◆ Requirements ◆
Write out word for word the rows from the line containing "Seedling-scouting request: tag the dead" through the last line of the rows. Leave the pictures out.
BEGIN
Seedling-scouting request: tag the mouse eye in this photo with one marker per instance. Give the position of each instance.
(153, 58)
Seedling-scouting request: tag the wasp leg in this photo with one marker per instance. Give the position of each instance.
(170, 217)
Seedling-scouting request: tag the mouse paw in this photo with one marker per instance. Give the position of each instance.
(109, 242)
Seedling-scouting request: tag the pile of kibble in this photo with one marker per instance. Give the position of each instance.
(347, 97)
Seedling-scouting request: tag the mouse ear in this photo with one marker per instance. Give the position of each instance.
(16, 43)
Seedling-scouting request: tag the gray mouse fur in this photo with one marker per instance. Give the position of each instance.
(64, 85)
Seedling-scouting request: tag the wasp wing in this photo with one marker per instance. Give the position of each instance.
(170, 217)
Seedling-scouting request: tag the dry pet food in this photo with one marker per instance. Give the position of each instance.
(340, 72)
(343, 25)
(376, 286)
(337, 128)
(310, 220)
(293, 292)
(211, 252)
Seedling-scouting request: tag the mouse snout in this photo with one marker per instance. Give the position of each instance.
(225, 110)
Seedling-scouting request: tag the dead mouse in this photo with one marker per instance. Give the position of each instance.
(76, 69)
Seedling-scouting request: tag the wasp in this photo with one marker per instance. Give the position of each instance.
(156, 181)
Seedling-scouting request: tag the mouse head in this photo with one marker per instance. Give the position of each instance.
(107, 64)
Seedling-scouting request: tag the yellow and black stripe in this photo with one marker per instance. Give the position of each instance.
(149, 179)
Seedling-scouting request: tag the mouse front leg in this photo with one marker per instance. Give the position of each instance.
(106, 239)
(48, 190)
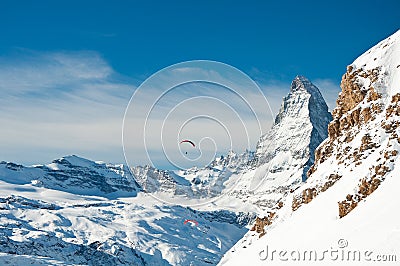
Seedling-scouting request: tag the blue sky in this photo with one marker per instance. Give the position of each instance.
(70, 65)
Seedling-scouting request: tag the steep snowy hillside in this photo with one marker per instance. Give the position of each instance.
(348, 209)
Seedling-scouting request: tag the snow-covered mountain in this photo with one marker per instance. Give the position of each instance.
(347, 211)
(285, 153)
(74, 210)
END
◆ Written answer ◆
Seedling-scouting request: tag the dead mouse in this photo with one marker per instance. Give the position of each instance.
(76, 69)
Seedling-scouting request: tag the wasp in this photo with one marker per instance. Give the position of each instance.
(156, 181)
Seedling-scouting request: tag the mouse head in this photo with one marker per instance. Give the position of each instance.
(107, 64)
Seedling-scouting request: tag the yellow and black stripe in this photo with one marker per instance. Give the position of each instance.
(149, 179)
Seedling-scouting request: tag the mouse front leg in this photo with one marker per instance. Give the position of each instance.
(106, 239)
(48, 190)
Seedling-scouting request: tag the blue sky in this photo with one marker per instance. Give the position of each instance.
(70, 65)
Seedling-scouting request: tag the steep snowy hillside in this photo with one marker per instance. Give the position of each instance.
(348, 209)
Seedling-scouting request: tag the snow-covered mountain in this photo with one marker per instance. Give the position of each instance.
(347, 211)
(285, 153)
(74, 210)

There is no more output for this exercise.